[Dataset excerpts]
-*-

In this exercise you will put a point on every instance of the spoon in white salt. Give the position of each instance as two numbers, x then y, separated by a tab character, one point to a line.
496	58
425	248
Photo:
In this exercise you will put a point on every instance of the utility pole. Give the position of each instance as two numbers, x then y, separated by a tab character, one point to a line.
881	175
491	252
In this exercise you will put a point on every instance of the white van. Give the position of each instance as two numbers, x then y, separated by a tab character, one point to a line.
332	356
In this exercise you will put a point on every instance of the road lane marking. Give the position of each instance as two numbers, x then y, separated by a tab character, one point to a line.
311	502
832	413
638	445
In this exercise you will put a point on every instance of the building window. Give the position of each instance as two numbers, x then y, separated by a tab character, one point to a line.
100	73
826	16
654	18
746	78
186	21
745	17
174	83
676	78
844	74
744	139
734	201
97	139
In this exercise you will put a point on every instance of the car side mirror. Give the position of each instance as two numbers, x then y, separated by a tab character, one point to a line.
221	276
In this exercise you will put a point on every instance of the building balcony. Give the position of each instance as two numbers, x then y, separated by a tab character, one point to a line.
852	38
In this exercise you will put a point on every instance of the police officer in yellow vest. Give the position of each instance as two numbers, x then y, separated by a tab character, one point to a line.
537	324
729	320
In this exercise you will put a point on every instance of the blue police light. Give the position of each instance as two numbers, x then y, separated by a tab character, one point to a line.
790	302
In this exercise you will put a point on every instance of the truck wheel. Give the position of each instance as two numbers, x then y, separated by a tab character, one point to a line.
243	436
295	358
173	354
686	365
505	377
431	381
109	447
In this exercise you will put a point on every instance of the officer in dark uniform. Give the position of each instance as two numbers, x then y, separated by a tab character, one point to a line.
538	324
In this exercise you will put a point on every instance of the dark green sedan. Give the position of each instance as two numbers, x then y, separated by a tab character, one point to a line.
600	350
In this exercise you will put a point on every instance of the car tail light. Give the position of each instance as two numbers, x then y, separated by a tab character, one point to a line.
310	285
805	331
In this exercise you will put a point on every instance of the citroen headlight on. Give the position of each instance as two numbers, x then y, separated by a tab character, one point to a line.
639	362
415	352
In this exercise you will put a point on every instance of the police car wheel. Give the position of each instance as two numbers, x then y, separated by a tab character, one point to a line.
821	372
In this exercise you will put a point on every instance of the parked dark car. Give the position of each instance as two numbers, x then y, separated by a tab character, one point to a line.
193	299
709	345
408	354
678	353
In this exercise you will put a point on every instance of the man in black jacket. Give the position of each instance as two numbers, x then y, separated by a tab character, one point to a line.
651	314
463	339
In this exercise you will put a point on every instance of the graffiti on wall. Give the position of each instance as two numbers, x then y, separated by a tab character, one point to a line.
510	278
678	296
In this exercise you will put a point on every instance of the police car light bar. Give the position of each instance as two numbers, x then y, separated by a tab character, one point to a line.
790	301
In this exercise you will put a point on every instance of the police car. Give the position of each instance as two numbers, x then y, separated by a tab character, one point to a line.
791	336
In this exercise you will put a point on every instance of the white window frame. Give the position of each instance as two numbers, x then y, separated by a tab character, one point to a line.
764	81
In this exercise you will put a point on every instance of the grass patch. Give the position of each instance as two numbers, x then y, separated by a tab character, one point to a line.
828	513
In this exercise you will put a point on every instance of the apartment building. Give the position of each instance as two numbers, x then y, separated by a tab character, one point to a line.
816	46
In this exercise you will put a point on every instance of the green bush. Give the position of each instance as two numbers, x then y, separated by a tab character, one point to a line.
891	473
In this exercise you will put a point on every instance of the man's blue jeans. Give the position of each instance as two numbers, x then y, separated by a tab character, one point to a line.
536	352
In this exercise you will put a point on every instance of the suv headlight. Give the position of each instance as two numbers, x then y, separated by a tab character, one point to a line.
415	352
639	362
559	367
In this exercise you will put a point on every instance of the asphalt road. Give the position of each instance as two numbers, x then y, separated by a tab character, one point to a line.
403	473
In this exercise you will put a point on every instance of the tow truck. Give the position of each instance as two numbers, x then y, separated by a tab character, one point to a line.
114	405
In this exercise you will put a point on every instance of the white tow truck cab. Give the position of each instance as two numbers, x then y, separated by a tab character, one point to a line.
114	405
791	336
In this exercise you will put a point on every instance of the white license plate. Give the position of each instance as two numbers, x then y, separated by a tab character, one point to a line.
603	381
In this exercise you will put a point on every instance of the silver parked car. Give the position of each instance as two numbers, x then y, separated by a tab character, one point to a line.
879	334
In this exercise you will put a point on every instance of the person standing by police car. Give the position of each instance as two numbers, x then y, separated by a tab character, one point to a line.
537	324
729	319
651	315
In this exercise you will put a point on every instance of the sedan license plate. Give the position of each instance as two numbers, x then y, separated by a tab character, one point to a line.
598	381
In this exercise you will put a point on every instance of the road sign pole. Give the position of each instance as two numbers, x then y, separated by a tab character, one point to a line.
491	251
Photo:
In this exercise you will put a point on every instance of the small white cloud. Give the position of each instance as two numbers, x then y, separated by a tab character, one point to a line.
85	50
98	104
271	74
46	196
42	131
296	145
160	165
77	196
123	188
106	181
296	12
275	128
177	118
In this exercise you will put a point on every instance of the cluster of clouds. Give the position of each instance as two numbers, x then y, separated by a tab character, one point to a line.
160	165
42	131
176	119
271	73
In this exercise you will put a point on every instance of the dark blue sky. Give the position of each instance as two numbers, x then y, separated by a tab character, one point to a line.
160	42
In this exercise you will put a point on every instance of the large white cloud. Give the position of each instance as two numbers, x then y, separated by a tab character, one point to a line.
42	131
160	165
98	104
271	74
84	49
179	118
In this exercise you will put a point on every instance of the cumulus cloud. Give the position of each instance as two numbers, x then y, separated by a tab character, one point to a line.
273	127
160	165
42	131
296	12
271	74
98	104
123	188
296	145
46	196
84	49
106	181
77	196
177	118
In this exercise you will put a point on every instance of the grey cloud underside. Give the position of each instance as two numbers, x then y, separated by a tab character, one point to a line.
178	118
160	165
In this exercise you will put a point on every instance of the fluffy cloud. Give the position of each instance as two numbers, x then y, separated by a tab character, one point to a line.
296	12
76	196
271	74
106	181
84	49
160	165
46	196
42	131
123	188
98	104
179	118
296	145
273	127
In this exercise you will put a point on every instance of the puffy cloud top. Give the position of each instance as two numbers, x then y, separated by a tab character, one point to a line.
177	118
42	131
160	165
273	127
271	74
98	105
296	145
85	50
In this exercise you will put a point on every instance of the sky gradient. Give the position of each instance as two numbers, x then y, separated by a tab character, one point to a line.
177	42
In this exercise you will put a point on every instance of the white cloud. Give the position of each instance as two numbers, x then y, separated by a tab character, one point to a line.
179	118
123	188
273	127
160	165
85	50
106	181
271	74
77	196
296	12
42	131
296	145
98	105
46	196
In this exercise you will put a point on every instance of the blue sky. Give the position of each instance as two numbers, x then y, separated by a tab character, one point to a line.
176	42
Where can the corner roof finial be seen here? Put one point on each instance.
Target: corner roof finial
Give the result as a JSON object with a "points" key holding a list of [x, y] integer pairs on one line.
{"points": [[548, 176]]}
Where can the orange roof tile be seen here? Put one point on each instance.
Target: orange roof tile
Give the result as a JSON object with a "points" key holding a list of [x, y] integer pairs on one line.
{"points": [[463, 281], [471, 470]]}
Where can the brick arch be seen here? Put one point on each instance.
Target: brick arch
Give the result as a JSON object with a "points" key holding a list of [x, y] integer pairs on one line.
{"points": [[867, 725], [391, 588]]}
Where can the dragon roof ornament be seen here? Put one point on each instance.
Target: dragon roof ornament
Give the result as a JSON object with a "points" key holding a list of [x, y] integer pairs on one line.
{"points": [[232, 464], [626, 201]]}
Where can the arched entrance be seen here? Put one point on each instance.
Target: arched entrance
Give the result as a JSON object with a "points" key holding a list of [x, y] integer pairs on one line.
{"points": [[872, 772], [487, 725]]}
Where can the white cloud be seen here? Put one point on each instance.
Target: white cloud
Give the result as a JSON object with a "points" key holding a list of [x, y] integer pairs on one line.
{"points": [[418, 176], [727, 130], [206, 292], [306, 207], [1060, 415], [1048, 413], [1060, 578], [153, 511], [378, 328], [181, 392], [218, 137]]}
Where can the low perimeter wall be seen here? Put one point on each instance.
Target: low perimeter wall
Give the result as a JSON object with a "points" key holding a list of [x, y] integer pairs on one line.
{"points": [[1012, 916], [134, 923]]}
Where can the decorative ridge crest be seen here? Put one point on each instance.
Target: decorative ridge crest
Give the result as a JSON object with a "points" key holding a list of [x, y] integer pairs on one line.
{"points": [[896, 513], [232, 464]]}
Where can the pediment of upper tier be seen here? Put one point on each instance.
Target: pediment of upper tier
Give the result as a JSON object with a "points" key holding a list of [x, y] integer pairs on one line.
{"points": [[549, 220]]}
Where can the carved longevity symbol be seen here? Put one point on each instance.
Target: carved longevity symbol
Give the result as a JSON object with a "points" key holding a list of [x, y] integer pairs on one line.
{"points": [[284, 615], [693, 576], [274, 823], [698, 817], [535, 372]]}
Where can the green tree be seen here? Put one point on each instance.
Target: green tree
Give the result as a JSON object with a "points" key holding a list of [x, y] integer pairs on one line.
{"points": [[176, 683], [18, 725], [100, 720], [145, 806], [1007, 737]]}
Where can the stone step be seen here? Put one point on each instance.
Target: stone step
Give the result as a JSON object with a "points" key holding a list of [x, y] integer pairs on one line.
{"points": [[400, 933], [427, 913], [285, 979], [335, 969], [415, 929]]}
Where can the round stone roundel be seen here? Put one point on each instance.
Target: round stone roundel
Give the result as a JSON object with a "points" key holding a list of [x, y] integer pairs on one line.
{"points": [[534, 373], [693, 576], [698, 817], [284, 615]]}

-*-

In the records above, find the line with "Target: white cloud"; write out exactly that line and each one after it, stopping after the line with "Where can the decorative".

— Result of the exercise —
Target: white cloud
Give the result as a JSON object with a "points" key holding a list of [x, y] integer pairs on one line.
{"points": [[418, 176], [727, 130], [206, 292], [306, 207], [1060, 415], [1048, 413], [1060, 578], [153, 511], [378, 328], [181, 392], [218, 137]]}
Where can the low perimeter wall be seen here? Put one point on each instance.
Target: low perimeter wall
Give the result as a JSON object with a "points" key holding a list of [x, y] integer pairs on one line.
{"points": [[1012, 916], [134, 923]]}
Where can the decorative ridge crest be seen here? Put one point on each instance.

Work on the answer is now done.